### TASK REQUIREMENTS
Would you retype every entry that follows without altering a word?

Point-per-instance localization data
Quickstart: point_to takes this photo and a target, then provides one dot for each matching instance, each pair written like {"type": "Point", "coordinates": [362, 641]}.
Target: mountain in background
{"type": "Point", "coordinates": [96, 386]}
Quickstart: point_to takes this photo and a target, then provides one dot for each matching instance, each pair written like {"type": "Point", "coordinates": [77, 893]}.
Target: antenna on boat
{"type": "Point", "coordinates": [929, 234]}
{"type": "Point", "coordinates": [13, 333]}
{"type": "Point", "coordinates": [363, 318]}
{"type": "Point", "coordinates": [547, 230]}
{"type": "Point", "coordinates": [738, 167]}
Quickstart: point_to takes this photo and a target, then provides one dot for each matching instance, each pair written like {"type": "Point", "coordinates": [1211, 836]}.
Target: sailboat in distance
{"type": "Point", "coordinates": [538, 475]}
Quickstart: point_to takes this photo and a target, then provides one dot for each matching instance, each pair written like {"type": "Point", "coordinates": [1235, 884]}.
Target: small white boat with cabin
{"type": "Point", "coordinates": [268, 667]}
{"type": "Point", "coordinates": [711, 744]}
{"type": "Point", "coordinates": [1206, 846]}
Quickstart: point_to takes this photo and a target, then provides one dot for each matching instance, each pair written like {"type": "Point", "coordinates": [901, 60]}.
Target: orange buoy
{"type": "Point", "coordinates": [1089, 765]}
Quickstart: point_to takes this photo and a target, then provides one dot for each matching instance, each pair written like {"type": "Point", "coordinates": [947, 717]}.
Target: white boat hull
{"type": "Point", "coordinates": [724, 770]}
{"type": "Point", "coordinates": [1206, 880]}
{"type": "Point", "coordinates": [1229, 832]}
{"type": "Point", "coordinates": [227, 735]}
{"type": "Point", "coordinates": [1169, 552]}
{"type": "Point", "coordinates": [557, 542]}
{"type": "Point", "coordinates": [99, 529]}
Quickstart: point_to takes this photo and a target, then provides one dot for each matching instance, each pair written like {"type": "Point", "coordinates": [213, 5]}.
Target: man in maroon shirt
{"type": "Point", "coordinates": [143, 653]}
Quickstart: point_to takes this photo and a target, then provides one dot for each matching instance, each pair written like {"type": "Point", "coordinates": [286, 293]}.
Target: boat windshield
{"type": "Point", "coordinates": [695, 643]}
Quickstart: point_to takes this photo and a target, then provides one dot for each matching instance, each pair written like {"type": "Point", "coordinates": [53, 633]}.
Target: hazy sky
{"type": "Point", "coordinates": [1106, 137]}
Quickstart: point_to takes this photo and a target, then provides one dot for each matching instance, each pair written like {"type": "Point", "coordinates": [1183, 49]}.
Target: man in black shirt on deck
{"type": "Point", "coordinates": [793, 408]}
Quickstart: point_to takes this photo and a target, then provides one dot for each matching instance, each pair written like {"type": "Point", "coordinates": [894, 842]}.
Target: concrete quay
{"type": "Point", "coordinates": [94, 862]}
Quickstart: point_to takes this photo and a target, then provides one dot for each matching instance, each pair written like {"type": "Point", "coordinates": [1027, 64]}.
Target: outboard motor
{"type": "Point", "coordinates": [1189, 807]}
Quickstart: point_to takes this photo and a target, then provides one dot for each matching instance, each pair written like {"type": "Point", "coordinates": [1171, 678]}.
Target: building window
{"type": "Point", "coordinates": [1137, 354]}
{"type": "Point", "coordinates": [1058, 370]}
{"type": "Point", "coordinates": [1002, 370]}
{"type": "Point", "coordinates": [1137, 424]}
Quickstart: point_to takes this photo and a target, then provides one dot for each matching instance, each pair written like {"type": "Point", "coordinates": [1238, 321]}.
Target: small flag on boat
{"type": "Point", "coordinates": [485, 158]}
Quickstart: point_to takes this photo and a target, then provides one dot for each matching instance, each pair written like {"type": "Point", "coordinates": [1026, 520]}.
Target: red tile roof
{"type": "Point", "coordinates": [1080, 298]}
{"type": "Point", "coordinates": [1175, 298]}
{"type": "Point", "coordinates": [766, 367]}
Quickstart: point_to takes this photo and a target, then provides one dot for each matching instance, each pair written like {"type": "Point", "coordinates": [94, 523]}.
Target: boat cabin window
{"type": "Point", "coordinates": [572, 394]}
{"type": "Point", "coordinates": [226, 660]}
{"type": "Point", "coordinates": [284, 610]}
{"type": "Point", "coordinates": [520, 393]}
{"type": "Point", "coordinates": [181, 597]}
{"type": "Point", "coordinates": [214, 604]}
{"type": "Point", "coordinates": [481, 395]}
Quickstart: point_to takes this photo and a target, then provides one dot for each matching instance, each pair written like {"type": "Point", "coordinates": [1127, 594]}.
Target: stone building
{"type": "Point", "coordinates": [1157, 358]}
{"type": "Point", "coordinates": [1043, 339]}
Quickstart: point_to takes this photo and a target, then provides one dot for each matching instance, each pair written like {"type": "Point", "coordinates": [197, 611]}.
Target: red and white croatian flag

### ANSWER TO THE PROBLEM
Quickstart: point_to takes this photo and a target, then provides one dot for each matching instance, each pair written like {"type": "Point", "coordinates": [362, 641]}.
Target: mountain in background
{"type": "Point", "coordinates": [96, 386]}
Quickstart: point_to takes this photo and a target, then provides one dot for each matching instance, each pair written like {"type": "Point", "coordinates": [77, 893]}.
Target: antenna on boat
{"type": "Point", "coordinates": [929, 234]}
{"type": "Point", "coordinates": [13, 333]}
{"type": "Point", "coordinates": [363, 318]}
{"type": "Point", "coordinates": [547, 230]}
{"type": "Point", "coordinates": [738, 167]}
Quickstart: point_to takes this photo and a target, then provides one dot for each matching instance, each pair written like {"type": "Point", "coordinates": [1211, 836]}.
Target: sailboat in distance
{"type": "Point", "coordinates": [538, 475]}
Quickstart: point_to takes this photo and a target, then provides one dot for each matching instance, each pair written like {"type": "Point", "coordinates": [1235, 884]}.
Target: small white boat with cabin
{"type": "Point", "coordinates": [268, 667]}
{"type": "Point", "coordinates": [711, 744]}
{"type": "Point", "coordinates": [1206, 846]}
Quickstart: point_to takes this photo and a target, then provides one dot for each matching instance, each pair written like {"type": "Point", "coordinates": [901, 60]}.
Target: orange buoy
{"type": "Point", "coordinates": [1089, 765]}
Quickstart: point_to takes this photo and a target, then provides one dot for each matching instance, each pair written like {"type": "Point", "coordinates": [947, 717]}.
Target: white boat hull
{"type": "Point", "coordinates": [724, 770]}
{"type": "Point", "coordinates": [1206, 880]}
{"type": "Point", "coordinates": [1229, 832]}
{"type": "Point", "coordinates": [227, 735]}
{"type": "Point", "coordinates": [1169, 552]}
{"type": "Point", "coordinates": [557, 542]}
{"type": "Point", "coordinates": [99, 529]}
Quickstart: point_to takes this photo and a target, then provides one dot for each matching instance, each pair written like {"type": "Point", "coordinates": [213, 5]}.
Target: man in maroon shirt
{"type": "Point", "coordinates": [143, 653]}
Quickstart: point_to takes this photo and a target, then provides one dot for each matching instance, each pair written like {"type": "Point", "coordinates": [286, 293]}.
Target: boat windshield
{"type": "Point", "coordinates": [695, 643]}
Quickstart: point_to takes this photo and a target, then provides one dot for each matching instance, each pair written like {"type": "Point", "coordinates": [53, 633]}.
Target: hazy sky
{"type": "Point", "coordinates": [1106, 137]}
Quickstart: point_to takes this photo and a target, then provides one dot for each matching instance, each pair written like {"type": "Point", "coordinates": [1183, 49]}.
Target: man in black shirt on deck
{"type": "Point", "coordinates": [793, 408]}
Quickstart: point_to takes this photo and a target, then provides one dot for each matching instance, each pair written like {"type": "Point", "coordinates": [894, 842]}.
Target: concrete quay
{"type": "Point", "coordinates": [94, 862]}
Quickstart: point_to takes this photo and a target, then provides one dot for each matching instance, each pair written like {"type": "Point", "coordinates": [1027, 64]}.
Target: outboard motor
{"type": "Point", "coordinates": [1189, 807]}
Quickstart: point_to takes this photo and a target, then provides one dot for each matching instance, each pair written like {"type": "Point", "coordinates": [1171, 678]}.
Target: building window
{"type": "Point", "coordinates": [1137, 354]}
{"type": "Point", "coordinates": [1058, 370]}
{"type": "Point", "coordinates": [1002, 370]}
{"type": "Point", "coordinates": [1137, 424]}
Quickstart: point_to takes this photo and a target, then provides one dot for each matching instance, each pair written like {"type": "Point", "coordinates": [1238, 321]}.
Target: small flag on boat
{"type": "Point", "coordinates": [485, 158]}
Quickstart: point_to takes this photo and a target, then provides one dot for each matching instance, each pair written like {"type": "Point", "coordinates": [1026, 520]}.
Target: red tile roof
{"type": "Point", "coordinates": [1080, 298]}
{"type": "Point", "coordinates": [1175, 298]}
{"type": "Point", "coordinates": [766, 367]}
Quickstart: point_to takes this photo and a target, then provides one dot for each matching instance, each pair written like {"type": "Point", "coordinates": [94, 523]}.
Target: boat cabin window
{"type": "Point", "coordinates": [572, 394]}
{"type": "Point", "coordinates": [226, 660]}
{"type": "Point", "coordinates": [284, 610]}
{"type": "Point", "coordinates": [520, 393]}
{"type": "Point", "coordinates": [181, 597]}
{"type": "Point", "coordinates": [214, 604]}
{"type": "Point", "coordinates": [481, 395]}
Quickstart: point_to takes this photo and a target, then provides one dot for each matching instance, each pair written like {"type": "Point", "coordinates": [1127, 594]}.
Target: stone building
{"type": "Point", "coordinates": [1157, 358]}
{"type": "Point", "coordinates": [1043, 339]}
Quickstart: point_to takes this photo and a target, then provides one dot for each matching instance, each pair written like {"type": "Point", "coordinates": [197, 611]}.
Target: red and white croatian flag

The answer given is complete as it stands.